_Written instruction_. State how many lines in the entries below contain the string "citrus", giving the number alone.

_Task input_.
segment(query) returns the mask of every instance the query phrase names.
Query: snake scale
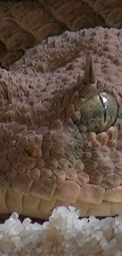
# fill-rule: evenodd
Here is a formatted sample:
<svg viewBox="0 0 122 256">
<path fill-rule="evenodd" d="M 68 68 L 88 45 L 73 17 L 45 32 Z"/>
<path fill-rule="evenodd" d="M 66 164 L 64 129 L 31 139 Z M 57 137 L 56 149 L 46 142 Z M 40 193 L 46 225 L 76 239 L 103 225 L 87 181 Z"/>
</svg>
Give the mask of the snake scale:
<svg viewBox="0 0 122 256">
<path fill-rule="evenodd" d="M 117 20 L 109 0 L 105 8 L 102 0 L 49 2 L 2 2 L 0 211 L 46 219 L 54 207 L 71 205 L 81 209 L 81 216 L 118 214 L 120 77 L 116 87 L 114 81 L 98 75 L 104 61 L 100 48 L 110 51 L 110 32 L 102 29 L 105 45 L 97 41 L 96 29 L 88 29 L 88 35 L 85 30 L 81 35 L 68 31 L 89 24 L 120 27 L 120 1 L 115 6 Z"/>
</svg>

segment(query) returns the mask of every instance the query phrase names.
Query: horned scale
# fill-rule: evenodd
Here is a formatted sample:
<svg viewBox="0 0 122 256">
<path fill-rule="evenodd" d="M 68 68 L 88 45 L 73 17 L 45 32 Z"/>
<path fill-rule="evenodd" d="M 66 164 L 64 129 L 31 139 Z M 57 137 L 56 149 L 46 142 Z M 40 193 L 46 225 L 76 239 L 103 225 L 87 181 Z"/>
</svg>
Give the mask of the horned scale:
<svg viewBox="0 0 122 256">
<path fill-rule="evenodd" d="M 90 54 L 83 79 L 56 92 L 47 106 L 4 100 L 1 212 L 45 219 L 56 206 L 70 204 L 81 216 L 121 211 L 120 99 L 96 78 Z"/>
</svg>

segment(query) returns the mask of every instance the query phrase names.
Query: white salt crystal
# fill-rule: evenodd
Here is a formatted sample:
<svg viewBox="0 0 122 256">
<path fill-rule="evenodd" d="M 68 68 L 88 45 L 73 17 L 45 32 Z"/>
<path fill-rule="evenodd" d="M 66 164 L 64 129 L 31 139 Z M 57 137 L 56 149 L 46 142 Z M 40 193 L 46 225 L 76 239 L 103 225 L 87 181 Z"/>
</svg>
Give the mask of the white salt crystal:
<svg viewBox="0 0 122 256">
<path fill-rule="evenodd" d="M 102 231 L 98 231 L 92 234 L 91 237 L 94 237 L 97 241 L 99 241 L 103 236 L 103 233 Z"/>
<path fill-rule="evenodd" d="M 109 249 L 108 242 L 104 237 L 103 237 L 101 239 L 100 242 L 100 244 L 104 250 L 107 250 Z"/>
<path fill-rule="evenodd" d="M 113 239 L 110 240 L 109 242 L 109 246 L 111 248 L 114 247 L 117 244 L 117 240 L 115 238 L 113 238 Z"/>
<path fill-rule="evenodd" d="M 15 243 L 16 247 L 18 247 L 21 242 L 21 238 L 18 236 L 12 237 L 12 240 Z"/>
<path fill-rule="evenodd" d="M 71 211 L 72 211 L 73 212 L 74 212 L 76 210 L 75 207 L 74 207 L 74 206 L 69 206 L 68 208 Z"/>
<path fill-rule="evenodd" d="M 22 225 L 24 227 L 28 226 L 31 223 L 31 221 L 29 218 L 25 218 L 22 222 Z"/>
<path fill-rule="evenodd" d="M 19 217 L 19 215 L 17 212 L 13 212 L 10 216 L 9 219 L 12 220 L 17 220 Z"/>
<path fill-rule="evenodd" d="M 48 225 L 47 225 L 47 226 Z M 41 230 L 42 227 L 41 225 L 39 224 L 37 222 L 35 222 L 33 225 L 32 229 L 34 230 Z"/>
<path fill-rule="evenodd" d="M 10 252 L 12 249 L 11 247 L 8 244 L 4 243 L 3 241 L 1 247 L 4 252 Z"/>
</svg>

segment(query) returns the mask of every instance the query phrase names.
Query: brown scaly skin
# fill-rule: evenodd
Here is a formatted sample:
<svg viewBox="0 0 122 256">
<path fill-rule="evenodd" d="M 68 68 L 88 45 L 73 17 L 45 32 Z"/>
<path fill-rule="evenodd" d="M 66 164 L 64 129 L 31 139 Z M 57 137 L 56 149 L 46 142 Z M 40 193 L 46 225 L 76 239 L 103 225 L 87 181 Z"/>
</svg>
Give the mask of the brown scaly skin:
<svg viewBox="0 0 122 256">
<path fill-rule="evenodd" d="M 47 48 L 51 60 L 53 40 Z M 69 72 L 72 58 L 77 65 L 78 48 L 69 46 L 68 55 L 64 43 L 60 59 Z M 39 62 L 36 65 L 33 59 L 37 52 L 39 59 L 39 46 L 33 51 L 31 62 L 25 56 L 11 71 L 1 70 L 1 213 L 46 219 L 54 207 L 70 204 L 81 209 L 81 216 L 121 212 L 121 87 L 96 78 L 91 54 L 77 81 L 62 86 L 55 71 L 56 80 L 46 85 Z M 60 64 L 58 48 L 51 67 L 43 64 L 41 54 L 48 79 L 57 70 L 55 59 Z M 65 75 L 61 81 L 66 79 Z"/>
<path fill-rule="evenodd" d="M 121 8 L 121 0 L 1 0 L 1 65 L 8 68 L 25 50 L 64 31 L 98 26 L 120 28 Z"/>
</svg>

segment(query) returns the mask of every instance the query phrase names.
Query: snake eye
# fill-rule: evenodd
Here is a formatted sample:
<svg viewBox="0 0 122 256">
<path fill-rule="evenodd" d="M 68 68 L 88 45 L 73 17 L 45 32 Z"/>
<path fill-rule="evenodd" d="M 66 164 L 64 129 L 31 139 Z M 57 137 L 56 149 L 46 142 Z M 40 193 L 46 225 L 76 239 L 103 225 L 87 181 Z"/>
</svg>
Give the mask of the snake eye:
<svg viewBox="0 0 122 256">
<path fill-rule="evenodd" d="M 114 124 L 118 111 L 114 96 L 108 92 L 102 92 L 82 106 L 81 123 L 87 127 L 88 131 L 101 132 Z"/>
</svg>

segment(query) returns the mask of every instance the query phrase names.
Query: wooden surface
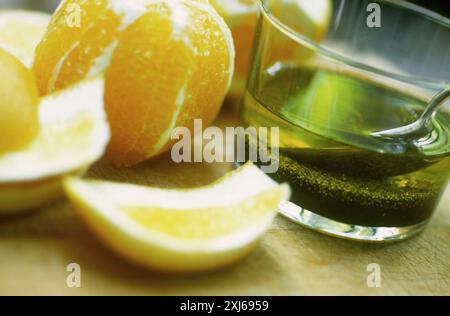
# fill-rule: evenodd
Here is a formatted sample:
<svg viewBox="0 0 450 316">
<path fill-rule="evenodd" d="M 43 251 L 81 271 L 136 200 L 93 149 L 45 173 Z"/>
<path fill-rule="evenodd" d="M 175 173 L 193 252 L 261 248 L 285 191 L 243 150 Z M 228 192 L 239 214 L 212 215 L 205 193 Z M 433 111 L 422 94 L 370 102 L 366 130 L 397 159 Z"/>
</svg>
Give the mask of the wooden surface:
<svg viewBox="0 0 450 316">
<path fill-rule="evenodd" d="M 221 124 L 232 123 L 225 113 Z M 131 170 L 97 164 L 90 177 L 166 187 L 206 184 L 228 164 L 174 165 L 160 158 Z M 66 286 L 69 263 L 81 288 Z M 367 265 L 381 267 L 369 288 Z M 160 275 L 103 247 L 60 201 L 32 214 L 0 219 L 0 294 L 26 295 L 450 295 L 450 188 L 420 236 L 388 245 L 327 237 L 278 218 L 243 262 L 196 276 Z"/>
</svg>

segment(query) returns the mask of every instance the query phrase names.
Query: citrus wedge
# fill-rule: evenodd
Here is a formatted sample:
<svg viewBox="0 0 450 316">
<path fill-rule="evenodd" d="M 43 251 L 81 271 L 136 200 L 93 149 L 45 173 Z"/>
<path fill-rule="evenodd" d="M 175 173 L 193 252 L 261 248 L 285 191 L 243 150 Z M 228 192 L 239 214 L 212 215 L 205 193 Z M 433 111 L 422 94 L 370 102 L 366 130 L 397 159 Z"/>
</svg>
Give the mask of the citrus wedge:
<svg viewBox="0 0 450 316">
<path fill-rule="evenodd" d="M 68 177 L 77 212 L 112 250 L 165 272 L 199 272 L 244 257 L 289 198 L 253 164 L 191 190 L 166 190 Z"/>
<path fill-rule="evenodd" d="M 80 173 L 103 155 L 109 140 L 103 91 L 98 77 L 41 99 L 37 136 L 0 155 L 0 214 L 54 201 L 62 176 Z"/>
<path fill-rule="evenodd" d="M 51 16 L 22 10 L 0 11 L 0 48 L 31 67 L 34 50 L 45 34 Z"/>
</svg>

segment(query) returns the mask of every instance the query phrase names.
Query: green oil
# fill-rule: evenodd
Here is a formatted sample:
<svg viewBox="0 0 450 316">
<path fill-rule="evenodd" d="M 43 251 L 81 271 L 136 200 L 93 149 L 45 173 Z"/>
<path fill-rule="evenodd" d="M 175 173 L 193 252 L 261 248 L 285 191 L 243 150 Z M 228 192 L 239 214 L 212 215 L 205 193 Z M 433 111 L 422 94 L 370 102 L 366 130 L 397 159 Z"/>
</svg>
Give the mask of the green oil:
<svg viewBox="0 0 450 316">
<path fill-rule="evenodd" d="M 373 227 L 428 220 L 450 175 L 450 116 L 423 146 L 371 136 L 415 121 L 426 106 L 409 87 L 363 74 L 277 64 L 243 101 L 248 126 L 280 128 L 279 170 L 292 201 L 319 215 Z"/>
</svg>

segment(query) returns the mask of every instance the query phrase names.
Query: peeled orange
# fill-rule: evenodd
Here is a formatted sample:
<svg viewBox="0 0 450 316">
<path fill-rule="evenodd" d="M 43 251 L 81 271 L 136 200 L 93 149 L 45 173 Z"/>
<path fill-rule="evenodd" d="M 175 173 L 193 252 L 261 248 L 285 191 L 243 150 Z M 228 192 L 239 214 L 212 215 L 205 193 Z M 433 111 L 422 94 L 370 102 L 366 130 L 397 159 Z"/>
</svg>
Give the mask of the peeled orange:
<svg viewBox="0 0 450 316">
<path fill-rule="evenodd" d="M 73 6 L 80 25 L 68 25 Z M 36 50 L 42 95 L 105 73 L 107 159 L 134 165 L 170 148 L 171 131 L 210 124 L 231 84 L 230 31 L 203 0 L 65 0 Z"/>
<path fill-rule="evenodd" d="M 34 50 L 50 22 L 50 14 L 26 10 L 0 10 L 0 48 L 26 67 L 33 65 Z"/>
<path fill-rule="evenodd" d="M 0 215 L 55 201 L 63 195 L 64 176 L 83 173 L 103 155 L 109 140 L 103 86 L 102 77 L 89 79 L 39 100 L 36 135 L 21 148 L 0 153 Z M 28 133 L 14 122 L 11 127 L 19 135 Z"/>
<path fill-rule="evenodd" d="M 33 73 L 0 48 L 0 153 L 19 149 L 38 133 L 38 91 Z"/>
</svg>

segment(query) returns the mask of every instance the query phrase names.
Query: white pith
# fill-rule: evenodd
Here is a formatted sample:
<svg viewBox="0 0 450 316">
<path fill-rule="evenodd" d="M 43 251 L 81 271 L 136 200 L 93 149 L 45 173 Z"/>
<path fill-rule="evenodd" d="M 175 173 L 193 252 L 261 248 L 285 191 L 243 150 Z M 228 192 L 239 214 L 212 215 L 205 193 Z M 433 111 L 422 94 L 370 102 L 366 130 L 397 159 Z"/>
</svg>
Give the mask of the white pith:
<svg viewBox="0 0 450 316">
<path fill-rule="evenodd" d="M 44 97 L 39 105 L 41 129 L 26 148 L 0 156 L 0 183 L 28 182 L 78 170 L 99 159 L 109 141 L 109 126 L 103 109 L 104 79 L 90 79 Z M 54 139 L 70 138 L 70 128 L 86 123 L 83 147 Z M 85 145 L 86 142 L 86 146 Z M 42 147 L 42 144 L 55 146 Z"/>
<path fill-rule="evenodd" d="M 256 170 L 252 170 L 254 168 Z M 219 183 L 211 188 L 198 189 L 199 194 L 202 194 L 202 196 L 201 198 L 199 198 L 199 196 L 196 196 L 196 202 L 191 199 L 183 200 L 183 198 L 181 197 L 182 200 L 178 200 L 179 203 L 176 209 L 179 210 L 181 205 L 185 202 L 188 203 L 191 202 L 190 205 L 191 207 L 203 206 L 213 208 L 220 206 L 229 206 L 233 202 L 237 204 L 243 201 L 247 202 L 249 200 L 251 201 L 252 199 L 255 198 L 256 194 L 258 193 L 260 194 L 270 189 L 280 190 L 280 187 L 275 182 L 273 182 L 271 179 L 266 180 L 264 179 L 264 177 L 267 176 L 262 174 L 262 172 L 259 171 L 255 166 L 252 165 L 245 166 L 243 167 L 242 171 L 236 172 L 234 175 L 223 180 L 223 183 Z M 243 181 L 244 179 L 246 179 L 246 181 Z M 245 182 L 246 184 L 252 183 L 252 185 L 256 188 L 251 189 L 248 192 L 246 192 L 245 190 L 237 191 L 236 185 L 242 182 Z M 261 184 L 257 185 L 258 183 Z M 131 218 L 129 218 L 126 215 L 126 213 L 120 209 L 122 203 L 131 202 L 133 199 L 137 198 L 144 198 L 145 201 L 142 202 L 150 203 L 148 207 L 154 206 L 164 208 L 165 206 L 167 206 L 167 204 L 165 205 L 154 204 L 163 202 L 161 198 L 157 197 L 161 193 L 160 190 L 156 189 L 156 191 L 154 191 L 155 189 L 151 188 L 142 188 L 139 186 L 122 185 L 107 182 L 106 183 L 104 182 L 103 184 L 100 183 L 96 184 L 95 182 L 82 181 L 78 179 L 70 179 L 66 183 L 66 189 L 67 184 L 69 185 L 70 190 L 72 192 L 75 192 L 77 196 L 80 197 L 82 196 L 83 200 L 89 204 L 90 206 L 89 212 L 95 212 L 96 213 L 95 217 L 99 216 L 100 218 L 102 218 L 103 221 L 106 221 L 108 225 L 115 227 L 117 230 L 123 232 L 126 236 L 128 236 L 131 239 L 134 239 L 138 242 L 142 242 L 145 244 L 157 245 L 158 247 L 170 249 L 176 252 L 199 252 L 199 251 L 203 253 L 222 252 L 242 247 L 256 240 L 268 228 L 268 226 L 270 225 L 276 214 L 276 209 L 274 209 L 272 212 L 265 213 L 265 215 L 262 215 L 261 218 L 259 218 L 258 221 L 256 221 L 254 224 L 245 228 L 238 229 L 237 231 L 234 231 L 226 236 L 210 240 L 184 240 L 142 226 L 139 223 L 132 220 Z M 129 187 L 126 188 L 126 186 Z M 120 190 L 120 195 L 127 196 L 126 198 L 122 199 L 119 202 L 119 204 L 117 204 L 118 203 L 117 200 L 115 199 L 111 200 L 112 196 L 117 195 L 116 190 Z M 217 193 L 213 193 L 216 190 L 219 191 L 217 191 Z M 215 203 L 213 198 L 218 197 L 219 194 L 223 195 L 223 190 L 226 190 L 228 194 L 229 192 L 232 192 L 234 190 L 236 190 L 235 193 L 240 192 L 243 194 L 242 195 L 236 194 L 237 197 L 235 199 L 232 199 L 232 201 L 222 200 L 221 202 L 222 204 Z M 282 198 L 288 198 L 289 190 L 284 186 L 283 190 L 285 196 L 283 196 Z M 138 193 L 139 196 L 133 197 L 134 193 L 132 191 L 141 191 L 142 193 L 143 191 L 146 191 L 145 192 L 146 197 L 144 197 L 144 195 L 141 196 L 140 195 L 141 193 Z M 183 195 L 185 196 L 192 194 L 195 195 L 195 191 L 196 190 L 189 190 L 186 192 L 171 191 L 168 194 L 173 196 L 170 197 L 165 196 L 165 198 L 166 199 L 174 197 L 179 198 L 180 196 Z M 168 209 L 167 212 L 170 212 L 170 209 Z"/>
</svg>

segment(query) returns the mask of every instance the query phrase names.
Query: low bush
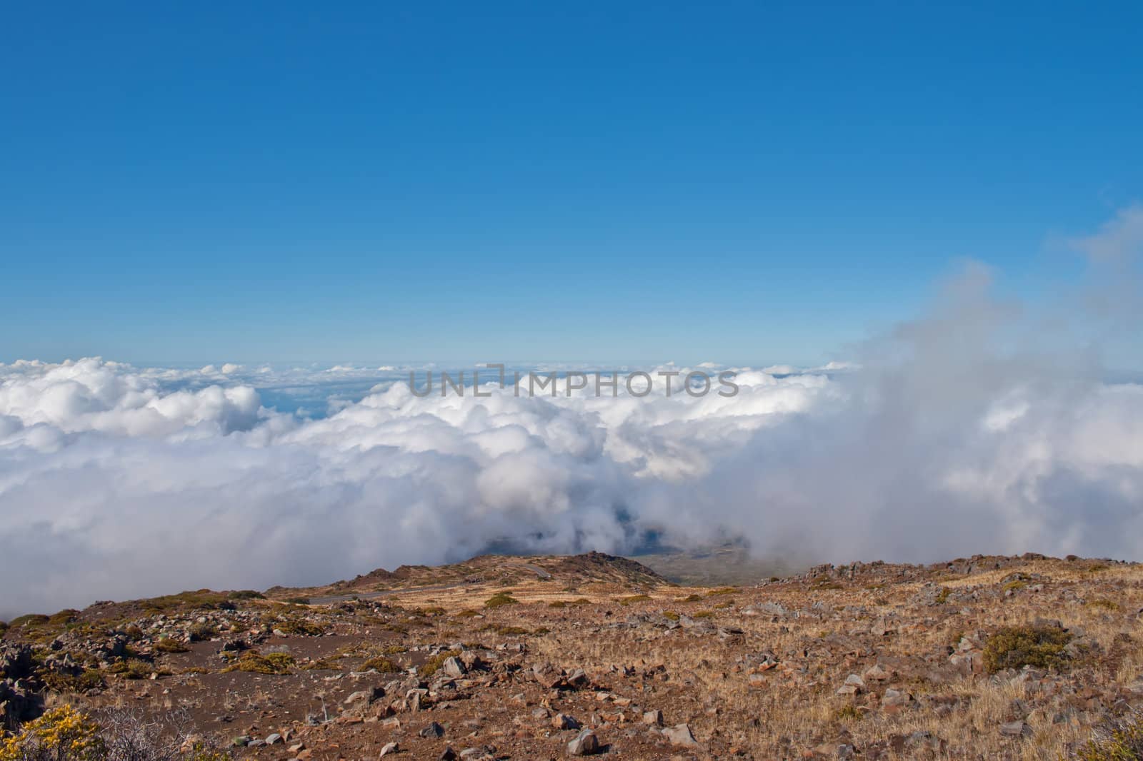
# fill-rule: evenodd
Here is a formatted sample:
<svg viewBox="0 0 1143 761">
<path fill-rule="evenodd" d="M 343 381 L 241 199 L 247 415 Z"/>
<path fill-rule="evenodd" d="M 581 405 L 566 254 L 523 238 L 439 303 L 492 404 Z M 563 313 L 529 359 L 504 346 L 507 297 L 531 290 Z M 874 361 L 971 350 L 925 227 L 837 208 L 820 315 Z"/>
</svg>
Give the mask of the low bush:
<svg viewBox="0 0 1143 761">
<path fill-rule="evenodd" d="M 381 674 L 392 674 L 394 672 L 400 671 L 400 667 L 398 667 L 395 663 L 393 663 L 389 658 L 385 658 L 384 656 L 376 656 L 369 658 L 363 664 L 361 664 L 361 671 L 369 671 L 370 668 Z"/>
<path fill-rule="evenodd" d="M 1092 732 L 1092 739 L 1076 752 L 1079 761 L 1143 760 L 1143 722 L 1136 711 L 1109 719 Z"/>
<path fill-rule="evenodd" d="M 1068 664 L 1071 639 L 1056 626 L 1006 626 L 984 643 L 984 667 L 989 673 L 1022 666 L 1060 670 Z"/>
<path fill-rule="evenodd" d="M 231 665 L 223 668 L 227 671 L 245 671 L 253 674 L 286 674 L 294 665 L 294 656 L 287 652 L 259 654 L 257 650 L 247 650 Z"/>
<path fill-rule="evenodd" d="M 514 606 L 519 600 L 507 592 L 497 592 L 485 601 L 485 608 L 499 608 L 502 606 Z"/>
</svg>

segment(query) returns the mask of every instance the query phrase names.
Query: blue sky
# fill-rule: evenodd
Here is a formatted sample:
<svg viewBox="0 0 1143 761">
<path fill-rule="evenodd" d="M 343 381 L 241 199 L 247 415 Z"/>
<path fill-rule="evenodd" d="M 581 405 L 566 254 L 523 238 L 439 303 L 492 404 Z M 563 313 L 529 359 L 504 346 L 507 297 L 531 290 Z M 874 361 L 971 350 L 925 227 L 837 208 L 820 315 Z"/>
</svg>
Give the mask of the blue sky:
<svg viewBox="0 0 1143 761">
<path fill-rule="evenodd" d="M 1143 6 L 23 3 L 0 361 L 816 363 L 1143 197 Z"/>
</svg>

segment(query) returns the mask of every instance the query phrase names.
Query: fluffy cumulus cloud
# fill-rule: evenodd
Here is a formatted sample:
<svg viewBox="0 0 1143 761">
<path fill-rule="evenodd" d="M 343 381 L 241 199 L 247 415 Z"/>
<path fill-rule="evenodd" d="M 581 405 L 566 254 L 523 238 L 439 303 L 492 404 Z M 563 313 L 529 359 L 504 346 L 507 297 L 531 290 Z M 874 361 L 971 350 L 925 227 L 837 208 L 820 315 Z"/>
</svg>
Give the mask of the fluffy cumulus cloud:
<svg viewBox="0 0 1143 761">
<path fill-rule="evenodd" d="M 1093 262 L 1135 255 L 1132 215 L 1084 239 Z M 1106 382 L 1039 325 L 970 267 L 852 362 L 735 368 L 733 396 L 487 382 L 419 396 L 394 367 L 0 365 L 0 617 L 649 536 L 805 561 L 1138 559 L 1143 385 Z M 303 376 L 378 373 L 323 416 L 266 401 Z"/>
</svg>

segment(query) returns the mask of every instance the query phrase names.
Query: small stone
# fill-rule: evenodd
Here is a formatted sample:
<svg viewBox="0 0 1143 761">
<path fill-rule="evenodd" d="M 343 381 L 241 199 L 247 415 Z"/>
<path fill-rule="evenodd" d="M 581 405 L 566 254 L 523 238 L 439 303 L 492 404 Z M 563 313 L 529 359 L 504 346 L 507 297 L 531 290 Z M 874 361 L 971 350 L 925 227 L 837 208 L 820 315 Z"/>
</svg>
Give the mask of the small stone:
<svg viewBox="0 0 1143 761">
<path fill-rule="evenodd" d="M 663 737 L 671 740 L 672 745 L 681 745 L 685 747 L 694 747 L 698 745 L 698 740 L 690 732 L 690 727 L 688 724 L 676 724 L 674 727 L 668 727 L 663 730 Z"/>
<path fill-rule="evenodd" d="M 422 737 L 443 737 L 445 728 L 433 721 L 417 734 Z"/>
<path fill-rule="evenodd" d="M 558 713 L 552 716 L 552 727 L 555 729 L 580 729 L 580 722 L 566 713 Z"/>
<path fill-rule="evenodd" d="M 461 659 L 457 658 L 456 656 L 449 656 L 448 658 L 445 658 L 445 663 L 440 665 L 440 668 L 453 679 L 459 679 L 461 676 L 464 676 L 464 674 L 467 672 L 467 670 L 464 667 L 464 664 L 461 663 Z"/>
<path fill-rule="evenodd" d="M 572 687 L 585 687 L 588 684 L 588 674 L 584 673 L 583 668 L 576 668 L 568 674 L 567 682 Z"/>
<path fill-rule="evenodd" d="M 1005 737 L 1031 737 L 1032 728 L 1023 721 L 1009 721 L 1000 724 L 1000 734 Z"/>
<path fill-rule="evenodd" d="M 599 753 L 599 738 L 590 729 L 581 731 L 568 743 L 568 755 L 593 755 Z"/>
</svg>

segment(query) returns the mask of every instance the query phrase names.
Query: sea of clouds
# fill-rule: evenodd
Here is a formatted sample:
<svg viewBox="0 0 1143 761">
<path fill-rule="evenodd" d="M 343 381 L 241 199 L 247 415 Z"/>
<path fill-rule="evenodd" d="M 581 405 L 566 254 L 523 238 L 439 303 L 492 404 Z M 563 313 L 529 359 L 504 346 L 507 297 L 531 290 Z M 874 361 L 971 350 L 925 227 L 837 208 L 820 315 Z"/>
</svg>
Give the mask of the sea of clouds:
<svg viewBox="0 0 1143 761">
<path fill-rule="evenodd" d="M 1063 309 L 1031 319 L 970 264 L 852 363 L 730 368 L 734 396 L 0 365 L 0 618 L 648 537 L 806 562 L 1143 559 L 1143 385 L 1106 379 L 1090 329 L 1135 325 L 1143 208 L 1072 245 L 1093 269 Z"/>
</svg>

_Correct output_. 2